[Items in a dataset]
## BEGIN
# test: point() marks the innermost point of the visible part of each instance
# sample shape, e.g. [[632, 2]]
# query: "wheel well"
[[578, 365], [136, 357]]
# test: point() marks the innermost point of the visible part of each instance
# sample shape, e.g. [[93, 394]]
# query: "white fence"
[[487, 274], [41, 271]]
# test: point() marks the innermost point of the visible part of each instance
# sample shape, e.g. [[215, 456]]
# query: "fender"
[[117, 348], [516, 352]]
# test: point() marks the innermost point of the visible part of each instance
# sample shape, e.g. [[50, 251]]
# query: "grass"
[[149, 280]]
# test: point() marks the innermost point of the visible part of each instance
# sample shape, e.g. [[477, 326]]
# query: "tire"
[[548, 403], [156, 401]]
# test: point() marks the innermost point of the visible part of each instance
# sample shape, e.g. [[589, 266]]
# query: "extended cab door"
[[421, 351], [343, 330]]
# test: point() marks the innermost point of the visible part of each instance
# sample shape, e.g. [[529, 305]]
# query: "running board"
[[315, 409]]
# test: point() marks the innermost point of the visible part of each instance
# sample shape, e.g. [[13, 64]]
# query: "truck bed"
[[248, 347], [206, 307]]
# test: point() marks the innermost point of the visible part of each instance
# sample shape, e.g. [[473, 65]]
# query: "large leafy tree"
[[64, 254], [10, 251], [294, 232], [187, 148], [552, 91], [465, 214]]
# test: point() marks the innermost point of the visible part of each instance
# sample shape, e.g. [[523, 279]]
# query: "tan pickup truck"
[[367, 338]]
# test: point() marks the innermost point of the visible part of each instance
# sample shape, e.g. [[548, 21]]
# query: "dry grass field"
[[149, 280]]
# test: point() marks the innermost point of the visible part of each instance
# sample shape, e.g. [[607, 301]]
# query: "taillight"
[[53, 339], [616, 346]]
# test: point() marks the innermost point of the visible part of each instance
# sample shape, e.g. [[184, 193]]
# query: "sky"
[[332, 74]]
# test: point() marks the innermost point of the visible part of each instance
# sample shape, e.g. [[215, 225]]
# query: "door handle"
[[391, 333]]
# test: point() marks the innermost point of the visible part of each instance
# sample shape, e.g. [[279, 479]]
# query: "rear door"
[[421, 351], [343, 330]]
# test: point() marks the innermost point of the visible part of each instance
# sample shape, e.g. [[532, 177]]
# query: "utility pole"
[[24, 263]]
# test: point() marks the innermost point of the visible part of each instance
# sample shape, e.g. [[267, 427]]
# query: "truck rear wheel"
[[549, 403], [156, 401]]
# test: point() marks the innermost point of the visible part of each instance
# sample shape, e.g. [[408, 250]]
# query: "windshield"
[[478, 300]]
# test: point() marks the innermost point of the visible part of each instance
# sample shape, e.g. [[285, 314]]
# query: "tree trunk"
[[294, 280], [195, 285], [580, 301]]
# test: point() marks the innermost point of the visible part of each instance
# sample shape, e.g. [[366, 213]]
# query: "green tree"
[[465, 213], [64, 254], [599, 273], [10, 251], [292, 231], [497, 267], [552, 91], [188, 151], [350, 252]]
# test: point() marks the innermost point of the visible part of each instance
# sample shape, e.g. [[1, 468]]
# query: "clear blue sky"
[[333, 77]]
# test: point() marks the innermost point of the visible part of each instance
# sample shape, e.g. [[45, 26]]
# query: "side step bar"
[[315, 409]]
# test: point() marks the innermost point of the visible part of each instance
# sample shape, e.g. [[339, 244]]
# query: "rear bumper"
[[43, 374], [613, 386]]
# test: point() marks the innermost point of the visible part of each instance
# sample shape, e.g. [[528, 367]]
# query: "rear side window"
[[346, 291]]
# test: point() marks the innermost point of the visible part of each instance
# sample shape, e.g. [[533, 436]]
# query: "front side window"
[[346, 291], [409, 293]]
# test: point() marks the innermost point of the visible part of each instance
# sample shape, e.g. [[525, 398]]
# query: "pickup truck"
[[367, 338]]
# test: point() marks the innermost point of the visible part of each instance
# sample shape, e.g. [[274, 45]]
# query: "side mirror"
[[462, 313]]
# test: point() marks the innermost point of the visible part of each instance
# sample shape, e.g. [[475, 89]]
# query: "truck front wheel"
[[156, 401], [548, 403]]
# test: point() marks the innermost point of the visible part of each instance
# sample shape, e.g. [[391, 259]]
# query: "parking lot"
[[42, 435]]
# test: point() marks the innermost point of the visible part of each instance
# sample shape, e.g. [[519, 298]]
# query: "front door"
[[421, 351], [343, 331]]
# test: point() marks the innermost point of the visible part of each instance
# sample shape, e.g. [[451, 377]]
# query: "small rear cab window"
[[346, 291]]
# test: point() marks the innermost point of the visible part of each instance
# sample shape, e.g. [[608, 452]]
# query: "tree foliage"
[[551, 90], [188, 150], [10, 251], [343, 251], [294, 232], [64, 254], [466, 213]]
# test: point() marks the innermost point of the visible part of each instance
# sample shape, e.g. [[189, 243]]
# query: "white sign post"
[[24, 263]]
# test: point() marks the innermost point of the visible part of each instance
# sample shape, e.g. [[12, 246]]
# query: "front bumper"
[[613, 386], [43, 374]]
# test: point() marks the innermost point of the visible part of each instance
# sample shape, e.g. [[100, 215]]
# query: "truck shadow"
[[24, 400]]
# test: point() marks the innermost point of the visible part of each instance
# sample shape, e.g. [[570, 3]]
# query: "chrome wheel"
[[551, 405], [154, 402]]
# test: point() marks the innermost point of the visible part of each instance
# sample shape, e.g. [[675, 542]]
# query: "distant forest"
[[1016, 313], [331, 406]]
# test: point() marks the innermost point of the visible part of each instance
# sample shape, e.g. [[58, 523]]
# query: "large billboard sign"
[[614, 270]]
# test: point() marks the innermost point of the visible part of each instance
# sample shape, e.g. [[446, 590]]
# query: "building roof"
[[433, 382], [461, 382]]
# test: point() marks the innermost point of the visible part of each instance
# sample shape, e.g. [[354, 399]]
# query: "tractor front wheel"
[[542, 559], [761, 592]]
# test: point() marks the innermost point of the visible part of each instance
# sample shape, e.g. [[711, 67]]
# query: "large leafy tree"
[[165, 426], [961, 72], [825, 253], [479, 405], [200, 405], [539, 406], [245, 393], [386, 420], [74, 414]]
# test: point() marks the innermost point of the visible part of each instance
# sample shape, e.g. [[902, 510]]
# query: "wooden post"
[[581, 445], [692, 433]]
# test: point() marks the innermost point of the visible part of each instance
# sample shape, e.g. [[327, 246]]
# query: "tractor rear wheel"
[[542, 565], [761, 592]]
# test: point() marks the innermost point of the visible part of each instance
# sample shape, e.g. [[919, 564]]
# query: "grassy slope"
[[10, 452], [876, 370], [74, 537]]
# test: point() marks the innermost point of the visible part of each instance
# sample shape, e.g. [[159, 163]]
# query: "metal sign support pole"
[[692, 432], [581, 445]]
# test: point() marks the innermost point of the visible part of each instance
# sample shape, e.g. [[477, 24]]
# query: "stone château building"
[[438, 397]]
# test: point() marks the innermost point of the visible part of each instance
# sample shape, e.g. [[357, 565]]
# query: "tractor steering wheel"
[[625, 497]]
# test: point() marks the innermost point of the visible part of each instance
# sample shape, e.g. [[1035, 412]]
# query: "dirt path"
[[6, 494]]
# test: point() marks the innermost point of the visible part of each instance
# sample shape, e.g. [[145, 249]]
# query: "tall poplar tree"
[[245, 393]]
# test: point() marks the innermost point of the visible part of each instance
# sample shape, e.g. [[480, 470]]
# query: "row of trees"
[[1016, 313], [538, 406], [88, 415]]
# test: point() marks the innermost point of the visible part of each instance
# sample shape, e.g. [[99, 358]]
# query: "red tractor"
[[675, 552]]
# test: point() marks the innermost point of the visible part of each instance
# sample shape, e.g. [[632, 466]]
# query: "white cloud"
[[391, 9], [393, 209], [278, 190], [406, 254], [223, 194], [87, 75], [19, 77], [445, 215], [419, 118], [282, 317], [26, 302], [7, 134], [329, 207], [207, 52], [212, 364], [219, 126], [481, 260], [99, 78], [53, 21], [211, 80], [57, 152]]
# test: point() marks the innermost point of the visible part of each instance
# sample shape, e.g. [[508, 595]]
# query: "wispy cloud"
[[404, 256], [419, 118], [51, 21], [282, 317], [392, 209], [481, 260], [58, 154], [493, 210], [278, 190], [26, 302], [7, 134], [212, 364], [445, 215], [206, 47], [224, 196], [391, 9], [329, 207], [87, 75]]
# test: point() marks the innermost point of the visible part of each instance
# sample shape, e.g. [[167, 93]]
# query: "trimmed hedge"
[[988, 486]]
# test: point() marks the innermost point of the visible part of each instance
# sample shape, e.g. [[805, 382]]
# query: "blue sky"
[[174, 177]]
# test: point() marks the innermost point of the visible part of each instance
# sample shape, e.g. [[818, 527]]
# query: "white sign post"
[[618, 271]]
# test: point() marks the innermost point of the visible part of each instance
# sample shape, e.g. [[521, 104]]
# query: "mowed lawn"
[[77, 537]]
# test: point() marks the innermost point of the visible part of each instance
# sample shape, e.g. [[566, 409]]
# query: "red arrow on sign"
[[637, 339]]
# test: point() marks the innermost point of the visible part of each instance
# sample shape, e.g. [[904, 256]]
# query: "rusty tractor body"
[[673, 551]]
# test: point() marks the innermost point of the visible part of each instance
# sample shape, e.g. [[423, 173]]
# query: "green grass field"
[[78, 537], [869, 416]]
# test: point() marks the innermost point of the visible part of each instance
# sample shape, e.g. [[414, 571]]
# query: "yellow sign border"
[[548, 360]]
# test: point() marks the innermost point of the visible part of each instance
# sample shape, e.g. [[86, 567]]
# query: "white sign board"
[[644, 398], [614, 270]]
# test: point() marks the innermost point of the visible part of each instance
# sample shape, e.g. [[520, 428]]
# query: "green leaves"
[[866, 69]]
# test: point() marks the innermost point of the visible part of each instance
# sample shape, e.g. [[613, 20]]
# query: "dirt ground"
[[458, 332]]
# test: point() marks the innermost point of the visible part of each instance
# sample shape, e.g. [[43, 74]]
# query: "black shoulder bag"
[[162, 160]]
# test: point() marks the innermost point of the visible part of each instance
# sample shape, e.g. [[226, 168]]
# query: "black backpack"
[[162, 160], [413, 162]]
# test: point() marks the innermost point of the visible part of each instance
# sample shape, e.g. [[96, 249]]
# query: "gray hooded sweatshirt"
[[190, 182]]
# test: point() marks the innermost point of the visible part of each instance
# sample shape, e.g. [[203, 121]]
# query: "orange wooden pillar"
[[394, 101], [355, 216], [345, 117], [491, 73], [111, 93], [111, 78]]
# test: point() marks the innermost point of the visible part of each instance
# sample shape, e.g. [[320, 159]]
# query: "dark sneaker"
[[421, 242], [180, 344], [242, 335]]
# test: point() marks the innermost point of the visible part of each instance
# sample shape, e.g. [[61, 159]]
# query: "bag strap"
## END
■ **Prompt**: Gather every line of the rows that contains the word "building", treating case as significant.

■ **Solved exercise**:
# query: "building roof"
# query: "stone château building"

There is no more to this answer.